■ YOUR TASK:
In the records below, find each line containing the word "leaf" and copy it.

■ TASK INPUT:
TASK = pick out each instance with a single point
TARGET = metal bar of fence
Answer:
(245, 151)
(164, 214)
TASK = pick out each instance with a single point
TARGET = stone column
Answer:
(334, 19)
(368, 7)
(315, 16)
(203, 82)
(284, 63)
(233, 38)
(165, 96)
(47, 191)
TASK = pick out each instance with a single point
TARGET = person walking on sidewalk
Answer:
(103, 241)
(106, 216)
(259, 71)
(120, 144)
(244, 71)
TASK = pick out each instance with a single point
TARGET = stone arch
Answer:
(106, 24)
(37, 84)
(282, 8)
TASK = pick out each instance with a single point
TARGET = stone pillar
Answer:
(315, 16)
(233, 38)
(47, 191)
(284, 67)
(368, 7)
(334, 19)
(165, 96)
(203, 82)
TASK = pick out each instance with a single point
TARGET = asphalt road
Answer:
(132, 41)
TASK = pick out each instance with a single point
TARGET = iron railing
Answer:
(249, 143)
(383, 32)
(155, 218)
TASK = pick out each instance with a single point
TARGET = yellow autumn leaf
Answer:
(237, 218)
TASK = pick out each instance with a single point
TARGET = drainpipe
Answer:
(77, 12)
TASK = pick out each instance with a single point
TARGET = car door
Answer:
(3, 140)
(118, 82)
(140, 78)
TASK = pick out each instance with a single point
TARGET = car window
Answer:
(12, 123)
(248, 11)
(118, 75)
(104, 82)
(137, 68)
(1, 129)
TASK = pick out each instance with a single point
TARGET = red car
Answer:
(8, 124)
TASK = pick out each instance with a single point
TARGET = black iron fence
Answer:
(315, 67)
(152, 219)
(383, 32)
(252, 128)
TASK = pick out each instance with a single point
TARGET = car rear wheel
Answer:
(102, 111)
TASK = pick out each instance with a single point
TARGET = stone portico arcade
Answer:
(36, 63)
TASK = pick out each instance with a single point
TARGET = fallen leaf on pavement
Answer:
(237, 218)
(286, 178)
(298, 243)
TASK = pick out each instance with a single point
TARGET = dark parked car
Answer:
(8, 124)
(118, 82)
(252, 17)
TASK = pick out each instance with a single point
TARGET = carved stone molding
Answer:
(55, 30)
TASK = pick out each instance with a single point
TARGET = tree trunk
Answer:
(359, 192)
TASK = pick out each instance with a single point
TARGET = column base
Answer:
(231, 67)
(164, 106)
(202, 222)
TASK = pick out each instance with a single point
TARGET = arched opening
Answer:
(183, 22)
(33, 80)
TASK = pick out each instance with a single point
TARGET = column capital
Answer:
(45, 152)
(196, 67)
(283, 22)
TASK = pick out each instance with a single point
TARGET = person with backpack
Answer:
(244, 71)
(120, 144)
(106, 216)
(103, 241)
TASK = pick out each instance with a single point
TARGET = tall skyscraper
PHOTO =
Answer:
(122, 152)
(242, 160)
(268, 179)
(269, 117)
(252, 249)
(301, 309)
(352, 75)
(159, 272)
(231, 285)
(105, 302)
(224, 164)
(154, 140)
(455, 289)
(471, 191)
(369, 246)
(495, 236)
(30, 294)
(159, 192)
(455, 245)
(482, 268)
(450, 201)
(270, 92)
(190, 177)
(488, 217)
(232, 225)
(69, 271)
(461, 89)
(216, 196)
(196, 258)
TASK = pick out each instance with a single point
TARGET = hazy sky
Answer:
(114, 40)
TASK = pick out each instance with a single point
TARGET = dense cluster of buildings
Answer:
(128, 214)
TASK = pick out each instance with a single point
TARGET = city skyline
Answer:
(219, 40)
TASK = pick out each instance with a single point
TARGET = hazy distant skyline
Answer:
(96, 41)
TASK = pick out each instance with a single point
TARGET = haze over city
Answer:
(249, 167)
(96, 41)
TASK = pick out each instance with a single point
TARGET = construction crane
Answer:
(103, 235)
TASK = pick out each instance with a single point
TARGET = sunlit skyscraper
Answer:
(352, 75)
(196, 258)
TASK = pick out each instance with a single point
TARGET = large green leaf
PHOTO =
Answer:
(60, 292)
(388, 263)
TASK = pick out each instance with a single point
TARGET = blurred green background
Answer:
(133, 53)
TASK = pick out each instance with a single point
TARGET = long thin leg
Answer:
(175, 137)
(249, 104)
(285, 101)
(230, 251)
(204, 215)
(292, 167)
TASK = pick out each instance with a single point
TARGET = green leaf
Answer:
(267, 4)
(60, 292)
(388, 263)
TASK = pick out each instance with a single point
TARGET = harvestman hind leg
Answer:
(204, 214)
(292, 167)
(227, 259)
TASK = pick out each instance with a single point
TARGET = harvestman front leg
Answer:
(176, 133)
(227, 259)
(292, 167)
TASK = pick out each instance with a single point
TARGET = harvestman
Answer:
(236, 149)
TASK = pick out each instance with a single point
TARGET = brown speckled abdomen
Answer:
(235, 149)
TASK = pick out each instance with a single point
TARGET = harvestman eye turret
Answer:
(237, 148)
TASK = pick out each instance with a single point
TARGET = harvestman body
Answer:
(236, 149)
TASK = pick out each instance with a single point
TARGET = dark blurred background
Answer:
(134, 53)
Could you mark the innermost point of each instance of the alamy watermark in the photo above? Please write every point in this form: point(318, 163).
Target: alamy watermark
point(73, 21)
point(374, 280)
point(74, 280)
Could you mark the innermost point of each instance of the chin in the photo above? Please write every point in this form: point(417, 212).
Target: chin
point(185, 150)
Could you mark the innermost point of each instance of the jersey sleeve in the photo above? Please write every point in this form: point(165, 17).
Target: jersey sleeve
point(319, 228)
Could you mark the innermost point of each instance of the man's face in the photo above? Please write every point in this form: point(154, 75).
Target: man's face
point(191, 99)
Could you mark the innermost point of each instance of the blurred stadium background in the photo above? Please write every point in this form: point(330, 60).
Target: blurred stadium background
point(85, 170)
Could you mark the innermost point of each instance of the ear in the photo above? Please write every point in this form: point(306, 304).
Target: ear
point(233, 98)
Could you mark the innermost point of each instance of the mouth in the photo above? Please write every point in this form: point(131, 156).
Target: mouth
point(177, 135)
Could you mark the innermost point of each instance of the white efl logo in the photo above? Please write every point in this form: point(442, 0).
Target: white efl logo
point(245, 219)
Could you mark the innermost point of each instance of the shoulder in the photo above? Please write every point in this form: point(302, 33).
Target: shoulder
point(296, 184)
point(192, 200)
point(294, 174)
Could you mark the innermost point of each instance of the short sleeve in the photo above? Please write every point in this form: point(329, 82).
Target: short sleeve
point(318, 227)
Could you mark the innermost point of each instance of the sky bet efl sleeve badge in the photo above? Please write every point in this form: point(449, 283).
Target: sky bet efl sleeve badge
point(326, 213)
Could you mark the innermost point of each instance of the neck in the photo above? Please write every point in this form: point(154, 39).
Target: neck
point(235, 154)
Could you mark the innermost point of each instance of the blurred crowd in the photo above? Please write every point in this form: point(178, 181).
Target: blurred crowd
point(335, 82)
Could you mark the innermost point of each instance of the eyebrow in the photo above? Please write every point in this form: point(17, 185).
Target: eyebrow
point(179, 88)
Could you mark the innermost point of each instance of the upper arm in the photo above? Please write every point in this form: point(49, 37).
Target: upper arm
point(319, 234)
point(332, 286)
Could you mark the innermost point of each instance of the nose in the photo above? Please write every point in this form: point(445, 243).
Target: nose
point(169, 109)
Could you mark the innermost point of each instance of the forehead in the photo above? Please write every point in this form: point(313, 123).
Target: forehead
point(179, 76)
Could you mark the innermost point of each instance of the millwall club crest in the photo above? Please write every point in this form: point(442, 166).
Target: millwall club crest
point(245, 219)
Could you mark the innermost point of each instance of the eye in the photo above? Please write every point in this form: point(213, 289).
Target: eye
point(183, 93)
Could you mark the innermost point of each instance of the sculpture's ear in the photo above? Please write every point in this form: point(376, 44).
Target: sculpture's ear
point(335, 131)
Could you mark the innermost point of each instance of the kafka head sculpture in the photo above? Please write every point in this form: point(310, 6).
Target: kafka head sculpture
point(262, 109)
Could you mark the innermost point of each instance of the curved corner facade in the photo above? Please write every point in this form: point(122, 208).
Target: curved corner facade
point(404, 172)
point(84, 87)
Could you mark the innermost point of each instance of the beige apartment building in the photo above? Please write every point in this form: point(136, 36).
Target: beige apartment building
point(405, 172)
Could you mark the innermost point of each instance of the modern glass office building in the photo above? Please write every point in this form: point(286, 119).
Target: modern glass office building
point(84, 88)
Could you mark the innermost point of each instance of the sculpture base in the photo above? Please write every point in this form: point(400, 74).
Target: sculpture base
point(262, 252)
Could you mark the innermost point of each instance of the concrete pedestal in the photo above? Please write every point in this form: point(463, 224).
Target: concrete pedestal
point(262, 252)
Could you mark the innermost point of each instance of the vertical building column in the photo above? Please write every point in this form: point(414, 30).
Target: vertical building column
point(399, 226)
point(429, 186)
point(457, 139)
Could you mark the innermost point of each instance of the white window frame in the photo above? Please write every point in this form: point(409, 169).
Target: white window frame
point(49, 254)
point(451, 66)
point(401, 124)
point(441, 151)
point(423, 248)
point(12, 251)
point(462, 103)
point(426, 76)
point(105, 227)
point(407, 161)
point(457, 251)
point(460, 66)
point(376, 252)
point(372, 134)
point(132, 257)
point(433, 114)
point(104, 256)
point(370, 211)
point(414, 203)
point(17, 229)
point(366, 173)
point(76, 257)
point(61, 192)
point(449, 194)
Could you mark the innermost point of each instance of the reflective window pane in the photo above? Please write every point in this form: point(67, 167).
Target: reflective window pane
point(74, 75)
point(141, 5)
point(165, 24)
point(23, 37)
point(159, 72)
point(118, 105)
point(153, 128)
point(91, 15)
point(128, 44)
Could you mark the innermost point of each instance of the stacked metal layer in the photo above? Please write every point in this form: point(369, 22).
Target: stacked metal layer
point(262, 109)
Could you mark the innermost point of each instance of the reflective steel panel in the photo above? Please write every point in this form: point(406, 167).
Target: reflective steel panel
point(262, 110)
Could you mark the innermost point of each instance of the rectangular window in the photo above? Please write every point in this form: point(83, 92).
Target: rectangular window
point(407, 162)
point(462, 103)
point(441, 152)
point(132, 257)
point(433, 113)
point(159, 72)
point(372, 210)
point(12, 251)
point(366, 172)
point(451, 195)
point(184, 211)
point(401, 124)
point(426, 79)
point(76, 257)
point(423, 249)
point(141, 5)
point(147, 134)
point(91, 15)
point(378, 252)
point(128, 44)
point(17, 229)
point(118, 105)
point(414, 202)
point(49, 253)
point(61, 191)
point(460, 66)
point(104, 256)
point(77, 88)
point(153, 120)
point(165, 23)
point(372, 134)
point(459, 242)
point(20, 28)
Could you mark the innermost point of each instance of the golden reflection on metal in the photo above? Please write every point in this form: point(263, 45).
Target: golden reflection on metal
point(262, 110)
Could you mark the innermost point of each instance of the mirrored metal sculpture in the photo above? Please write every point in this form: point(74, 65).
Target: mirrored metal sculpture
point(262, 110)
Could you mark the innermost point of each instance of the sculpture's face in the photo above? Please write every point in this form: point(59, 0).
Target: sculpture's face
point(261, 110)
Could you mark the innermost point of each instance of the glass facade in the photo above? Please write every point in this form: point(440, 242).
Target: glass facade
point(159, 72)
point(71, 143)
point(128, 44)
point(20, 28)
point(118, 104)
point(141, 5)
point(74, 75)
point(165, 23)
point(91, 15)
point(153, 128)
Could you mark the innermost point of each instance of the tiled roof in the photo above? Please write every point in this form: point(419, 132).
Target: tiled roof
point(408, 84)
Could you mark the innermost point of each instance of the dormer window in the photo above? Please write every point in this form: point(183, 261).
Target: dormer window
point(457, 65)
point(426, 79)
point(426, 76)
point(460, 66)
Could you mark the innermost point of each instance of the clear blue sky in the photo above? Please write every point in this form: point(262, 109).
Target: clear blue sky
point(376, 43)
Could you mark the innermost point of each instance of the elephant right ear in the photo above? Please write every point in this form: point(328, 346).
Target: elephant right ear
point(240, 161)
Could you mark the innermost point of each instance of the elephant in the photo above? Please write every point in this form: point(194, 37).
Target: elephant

■ THE COMPLETED TASK:
TARGET = yellow autumn leaf
TARGET = fallen leaf on pavement
TARGET = large green leaf
TARGET = green leaf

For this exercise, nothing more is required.